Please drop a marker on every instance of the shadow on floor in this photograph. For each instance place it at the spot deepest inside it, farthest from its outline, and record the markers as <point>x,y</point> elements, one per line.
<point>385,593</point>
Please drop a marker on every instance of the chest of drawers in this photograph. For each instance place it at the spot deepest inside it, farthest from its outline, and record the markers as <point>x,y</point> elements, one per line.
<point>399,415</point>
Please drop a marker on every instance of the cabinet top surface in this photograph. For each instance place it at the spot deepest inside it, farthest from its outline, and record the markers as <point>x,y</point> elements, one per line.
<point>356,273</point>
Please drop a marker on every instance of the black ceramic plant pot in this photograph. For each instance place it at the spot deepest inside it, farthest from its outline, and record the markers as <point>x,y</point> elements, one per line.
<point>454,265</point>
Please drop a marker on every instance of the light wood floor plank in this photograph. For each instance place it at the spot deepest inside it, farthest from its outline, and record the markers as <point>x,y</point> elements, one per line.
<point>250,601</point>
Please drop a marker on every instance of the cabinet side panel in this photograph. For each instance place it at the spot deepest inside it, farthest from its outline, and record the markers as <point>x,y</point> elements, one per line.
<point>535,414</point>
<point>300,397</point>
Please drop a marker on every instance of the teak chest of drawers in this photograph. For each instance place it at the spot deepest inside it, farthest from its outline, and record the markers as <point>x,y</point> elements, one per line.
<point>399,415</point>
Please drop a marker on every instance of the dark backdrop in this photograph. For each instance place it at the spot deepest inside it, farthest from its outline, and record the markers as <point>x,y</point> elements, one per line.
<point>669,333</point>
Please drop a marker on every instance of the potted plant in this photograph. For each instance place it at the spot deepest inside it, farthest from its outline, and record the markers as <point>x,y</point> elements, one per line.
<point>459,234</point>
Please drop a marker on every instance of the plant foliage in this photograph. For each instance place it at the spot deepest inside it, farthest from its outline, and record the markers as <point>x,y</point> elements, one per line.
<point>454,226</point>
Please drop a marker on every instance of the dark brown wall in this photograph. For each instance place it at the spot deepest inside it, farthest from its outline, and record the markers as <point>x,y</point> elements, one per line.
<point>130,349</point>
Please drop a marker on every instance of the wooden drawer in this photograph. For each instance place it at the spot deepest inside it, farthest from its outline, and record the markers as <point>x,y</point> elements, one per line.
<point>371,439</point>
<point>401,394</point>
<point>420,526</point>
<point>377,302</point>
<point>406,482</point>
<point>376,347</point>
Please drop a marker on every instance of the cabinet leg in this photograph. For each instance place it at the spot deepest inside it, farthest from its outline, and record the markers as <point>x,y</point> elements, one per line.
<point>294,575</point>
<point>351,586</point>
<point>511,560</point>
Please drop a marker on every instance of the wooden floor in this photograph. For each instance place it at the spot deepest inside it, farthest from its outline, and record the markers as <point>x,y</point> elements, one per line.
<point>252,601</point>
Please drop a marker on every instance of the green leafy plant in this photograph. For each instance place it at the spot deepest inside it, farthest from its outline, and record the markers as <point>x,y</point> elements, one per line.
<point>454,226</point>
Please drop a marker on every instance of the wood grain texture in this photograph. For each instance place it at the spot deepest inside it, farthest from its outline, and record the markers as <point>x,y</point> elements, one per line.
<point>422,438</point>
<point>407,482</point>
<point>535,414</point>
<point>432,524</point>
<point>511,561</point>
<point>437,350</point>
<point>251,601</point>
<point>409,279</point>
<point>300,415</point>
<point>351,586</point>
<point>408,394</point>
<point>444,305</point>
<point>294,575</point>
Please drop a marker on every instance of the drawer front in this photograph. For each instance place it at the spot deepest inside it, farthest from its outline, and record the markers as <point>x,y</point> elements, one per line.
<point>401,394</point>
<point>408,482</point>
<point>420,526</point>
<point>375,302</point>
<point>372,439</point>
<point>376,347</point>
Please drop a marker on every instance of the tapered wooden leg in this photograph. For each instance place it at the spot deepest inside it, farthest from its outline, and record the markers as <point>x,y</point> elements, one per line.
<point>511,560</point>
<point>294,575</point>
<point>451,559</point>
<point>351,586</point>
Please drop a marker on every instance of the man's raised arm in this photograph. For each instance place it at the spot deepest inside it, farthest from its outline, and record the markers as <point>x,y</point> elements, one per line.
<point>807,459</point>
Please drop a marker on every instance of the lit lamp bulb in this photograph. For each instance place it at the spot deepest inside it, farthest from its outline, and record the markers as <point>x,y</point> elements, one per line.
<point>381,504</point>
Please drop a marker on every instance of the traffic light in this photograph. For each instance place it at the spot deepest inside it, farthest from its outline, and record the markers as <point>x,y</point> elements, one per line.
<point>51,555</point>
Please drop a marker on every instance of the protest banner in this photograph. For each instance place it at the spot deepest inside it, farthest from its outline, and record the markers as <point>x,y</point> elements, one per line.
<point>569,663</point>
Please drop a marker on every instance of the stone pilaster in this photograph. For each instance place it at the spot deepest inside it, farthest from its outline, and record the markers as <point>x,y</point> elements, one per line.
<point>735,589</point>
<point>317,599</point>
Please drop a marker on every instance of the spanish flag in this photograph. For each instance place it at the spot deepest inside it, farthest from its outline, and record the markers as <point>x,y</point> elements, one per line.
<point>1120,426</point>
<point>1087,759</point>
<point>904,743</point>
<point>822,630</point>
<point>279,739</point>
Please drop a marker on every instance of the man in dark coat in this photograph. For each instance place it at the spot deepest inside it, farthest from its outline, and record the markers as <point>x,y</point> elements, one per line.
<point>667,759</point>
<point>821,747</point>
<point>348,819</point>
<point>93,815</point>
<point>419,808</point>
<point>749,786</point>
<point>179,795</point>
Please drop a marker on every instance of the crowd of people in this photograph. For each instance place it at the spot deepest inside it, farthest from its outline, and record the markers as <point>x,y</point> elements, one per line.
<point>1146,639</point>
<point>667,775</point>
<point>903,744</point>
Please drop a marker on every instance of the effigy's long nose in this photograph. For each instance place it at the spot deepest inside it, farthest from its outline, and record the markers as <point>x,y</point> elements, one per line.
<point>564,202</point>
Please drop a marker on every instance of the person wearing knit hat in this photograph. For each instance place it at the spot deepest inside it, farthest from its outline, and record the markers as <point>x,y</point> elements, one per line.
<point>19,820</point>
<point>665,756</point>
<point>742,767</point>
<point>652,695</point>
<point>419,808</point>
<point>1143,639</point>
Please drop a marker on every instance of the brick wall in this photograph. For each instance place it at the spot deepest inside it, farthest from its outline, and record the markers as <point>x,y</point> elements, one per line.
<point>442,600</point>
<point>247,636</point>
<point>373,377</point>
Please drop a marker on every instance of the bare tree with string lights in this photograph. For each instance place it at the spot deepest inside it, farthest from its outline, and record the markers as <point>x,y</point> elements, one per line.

-------------------------

● Aim: Rewrite all of the material above, changing every "photograph" to "image" and leaving everything else unchanged.

● Answer for the task:
Please drop a marker on every instance of the shadow on floor in this image. For each instance place it at the spot deepest inside it, farthest from its outline, and record the markers as <point>x,y</point> elements, one per line.
<point>385,593</point>
Please drop a marker on every instance of the chest of drawers in this image. For each instance place it at the spot deepest inside it, farthest from its outline, and record the markers as <point>x,y</point> elements, one per line.
<point>399,415</point>
Please drop a marker on every instance of the cabinet top surface in this image. For each instance place it at the spot deepest inside it, farthest from its outline, and record the markers as <point>x,y</point> elements, one per line.
<point>356,273</point>
Please drop a marker on every instance of the black ceramic plant pot in this image. For each instance place it at the spot deepest inside it, farthest from its outline, and record the markers as <point>x,y</point> elements, one per line.
<point>454,265</point>
Please drop a marker on every instance of the light wood floor plank in this image. For each instance place it at the spot deepest inside it, farthest from its outline, and record the markers as <point>x,y</point> elements, one per line.
<point>250,601</point>
Please drop a marker on every instance of the cabinet side panel in this image. For each instance place it at the spot deepest inside it, farthest from its outline, and record the markers as <point>x,y</point> elements, one per line.
<point>535,414</point>
<point>300,397</point>
Please drop a marker on every instance of the teak chest of drawers in this image. For each instance place it at the spot deepest inside it, farthest from its outline, and record the markers as <point>x,y</point> elements, one per line.
<point>399,415</point>
Please drop a marker on every instance of the dark backdrop in this image. For each instance place it at the spot deepest inside it, farthest from its outline, and record the markers as <point>x,y</point> elements, one per line.
<point>669,333</point>
Please drop a marker on every instance of the potted plant in this image. For each instance place it at the spot deepest inside it, farthest from its outline, and record the markers as <point>x,y</point> elements, one per line.
<point>459,234</point>
Please drop a marker on every instance of the plant foliage in this image. For each instance place it at the spot deepest inside it, farthest from its outline, and record the markers as <point>x,y</point> elements, one per line.
<point>454,226</point>
Please drop a marker on every instance of the dark brown wall in this image. For each instance place it at the spot deepest inside it, farthest from its outline, and record the markers as <point>x,y</point> elements, one per line.
<point>130,349</point>
Please drop a marker on every instance of the wooden drawer in this image. For each instance place it at the spot deepest inside it, farthest from its outline, and record the markers as <point>x,y</point> elements, one per line.
<point>371,439</point>
<point>401,394</point>
<point>420,526</point>
<point>377,302</point>
<point>406,482</point>
<point>376,347</point>
Please drop a marker on every instance of the cabinet leg in this image. For each instance place it at the spot deepest inside it, farthest from its outline, and record the markers as <point>x,y</point> elements, one per line.
<point>294,575</point>
<point>351,586</point>
<point>511,560</point>
Please drop a marker on every instance of the wooden floor in this image. For each instance place it at the spot deepest inside it, farthest from its outline, and record the markers as <point>x,y</point> elements, one per line.
<point>252,601</point>
Please drop a marker on every instance of the green leafy plant in this image. For each instance place it at the spot deepest inside it, farthest from its outline, and record the markers as <point>x,y</point> elements, one per line.
<point>454,226</point>
Please drop a marker on every instance of the wood grain texture in this image. For each instance place it at the spot deepest inside it, farthest from its outline, and record the markers as <point>x,y</point> elements, one per line.
<point>422,438</point>
<point>407,482</point>
<point>535,414</point>
<point>432,524</point>
<point>511,561</point>
<point>437,350</point>
<point>251,601</point>
<point>409,279</point>
<point>300,415</point>
<point>351,586</point>
<point>408,394</point>
<point>444,305</point>
<point>294,575</point>
Please drop a marker on every instance of the drawer front in this image. For each instance place it at the spot deepest inside it, farthest from its outline, and record the markers as <point>x,y</point> elements, one per line.
<point>401,394</point>
<point>408,482</point>
<point>420,526</point>
<point>375,302</point>
<point>372,439</point>
<point>376,347</point>
Please drop a marker on every instance of the tapered wooden leg in this image. For each instance place it at the spot deepest inside it, farthest from its outline, and record the markers as <point>x,y</point> elements, one per line.
<point>511,560</point>
<point>294,575</point>
<point>451,559</point>
<point>351,586</point>
Please drop a marker on every instance of the man's raised arm in this image. For each instance place it at the spot deepest inside it, farthest from its outline, and record the markers as <point>x,y</point> elements, one per line.
<point>807,459</point>
Please drop a marker on every instance of the lit lamp bulb in this image. For each instance place it at the spot deepest inside it, farthest from its outline, and record the markers as <point>x,y</point> elements, one per line.
<point>381,504</point>
Please drop a marker on every instance of the traffic light in this image. For each instance place it at the spot deepest inside it, farthest from its outline, and record the markers as <point>x,y</point> elements, one per line.
<point>51,555</point>
Please drop a marker on every instance of the protest banner in this image. For each instance place it at the spot deepest inside it, farthest from its outline, and record the markers as <point>x,y</point> elements, one per line.
<point>569,663</point>
Please drop a marker on every instance of the stone pilaster in this image. For each instance place it at the spot deepest inside it, farthest from its outline, and record the markers as <point>x,y</point> elements, one per line.
<point>735,589</point>
<point>317,599</point>
Please drop a marker on every instance of the spanish flag in this image. For each instance place it at the spot deepest inside it, farthest from its outline, and record the markers as <point>x,y</point> elements, one per line.
<point>1120,426</point>
<point>1087,759</point>
<point>904,743</point>
<point>822,630</point>
<point>279,739</point>
Please drop a marker on every instance of the man in dark coat in this image. For each instance place it at the spot deepest inside it, farthest from its outline, and record the markers as <point>x,y</point> elements, one per line.
<point>667,759</point>
<point>821,747</point>
<point>348,819</point>
<point>93,815</point>
<point>419,808</point>
<point>749,786</point>
<point>179,795</point>
Please drop a marker on every instance of the crowd of people in this image. For each instance place it at the spot deepest inside it, farthest from its outline, and record the markers as <point>x,y</point> elements, one per line.
<point>1146,639</point>
<point>667,775</point>
<point>903,744</point>
Please drop a marker on every instance of the effigy's long nose in this image. For each instance place it at the spot deepest inside it, farthest from its outline, and record the markers as <point>x,y</point> elements, one per line.
<point>564,202</point>
Please drop a marker on every instance of the person wearing knit hat in this image. For each instance place it at the spot deepest inside it, farthest from its outline, and record the markers as <point>x,y</point> elements, one per line.
<point>19,820</point>
<point>665,756</point>
<point>742,767</point>
<point>652,695</point>
<point>419,808</point>
<point>1143,639</point>
Please drop a marker on every instance of the brick wall in this image. For each instance place it at the spot deepest inside it, farthest from its outline, and record the markers as <point>x,y</point> elements, one per line.
<point>442,600</point>
<point>247,636</point>
<point>373,377</point>
Please drop a marker on every instance of the bare tree with string lights in this image. For each instance place it at the spot deepest inside it, farthest from its outline, and record the markers as <point>x,y</point> elements, one per line.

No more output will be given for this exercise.